[Document passage]:
For Dale Jr., Or Any Driver, Retirement Should Be Definite
After winning the pole last weekend at Daytona, Dale Earnhardt Jr. left the door open for running the Clash and perhaps even the Daytona 500 next year.
We have seen this story before with big name drivers retiring from full-time racing. Mark Martin is perhaps the best and most well–known example of the urge many competitors feel once they declare retirement. Martin came back to race for years after such an announcement, in a combination of full-time and part–time seasons for various teams in the garage.
Jeff Gordon is the most recent example. After an entire career racing the No. 24 car, the driver returned to sub for Earnhardt last season, competing in a handful of events in the No. 88 while its usual talent recovered from concussion-like symptoms.
For Gordon especially, the situation was not fun.
Certainly, these superstar drivers earn the right to return when they want. After all, they have devoted their lives to this, and it is understandable if they want to compete at NASCAR’s highest level once again. Unfortunately, doing this seems to end their careers with a fade rather than a bang.
Gordon’s last few weeks in the No. 24 were incredible. The win at Martinsville and heading into the championship round at Homestead gave the sport and Gordon’s fans an energy boost. Even though he didn’t win the title, those races were big moments that provided meaning and closure to the driver’s career.

[Given data]:
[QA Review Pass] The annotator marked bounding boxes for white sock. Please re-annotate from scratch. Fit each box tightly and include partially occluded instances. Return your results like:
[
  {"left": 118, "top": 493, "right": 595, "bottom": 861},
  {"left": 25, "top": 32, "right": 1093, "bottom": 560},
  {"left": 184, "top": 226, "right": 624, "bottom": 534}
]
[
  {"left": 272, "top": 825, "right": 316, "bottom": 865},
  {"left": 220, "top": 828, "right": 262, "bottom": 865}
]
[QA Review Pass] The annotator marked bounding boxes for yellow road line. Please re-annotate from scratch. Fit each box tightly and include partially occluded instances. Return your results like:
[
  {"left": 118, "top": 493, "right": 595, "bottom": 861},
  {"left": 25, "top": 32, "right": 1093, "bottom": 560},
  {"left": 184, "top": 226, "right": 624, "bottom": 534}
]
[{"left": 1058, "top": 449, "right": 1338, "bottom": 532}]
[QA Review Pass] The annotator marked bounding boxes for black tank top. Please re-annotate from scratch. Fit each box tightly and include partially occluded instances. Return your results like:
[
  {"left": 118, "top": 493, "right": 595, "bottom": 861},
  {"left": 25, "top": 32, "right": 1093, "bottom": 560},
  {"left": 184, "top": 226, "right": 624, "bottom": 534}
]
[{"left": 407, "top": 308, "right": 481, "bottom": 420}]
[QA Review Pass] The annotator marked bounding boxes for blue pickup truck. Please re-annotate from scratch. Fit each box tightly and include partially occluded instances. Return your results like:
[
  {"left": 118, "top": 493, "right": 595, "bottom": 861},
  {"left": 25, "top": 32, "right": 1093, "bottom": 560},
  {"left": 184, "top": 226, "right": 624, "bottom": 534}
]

[Task to carry out]:
Return the passage of the column on driver retirement from "For Gordon especially, the" to "the driver’s career." word for word. This material has no connection to the column on driver retirement.

[Completed task]:
For Gordon especially, the situation was not fun.
Certainly, these superstar drivers earn the right to return when they want. After all, they have devoted their lives to this, and it is understandable if they want to compete at NASCAR’s highest level once again. Unfortunately, doing this seems to end their careers with a fade rather than a bang.
Gordon’s last few weeks in the No. 24 were incredible. The win at Martinsville and heading into the championship round at Homestead gave the sport and Gordon’s fans an energy boost. Even though he didn’t win the title, those races were big moments that provided meaning and closure to the driver’s career.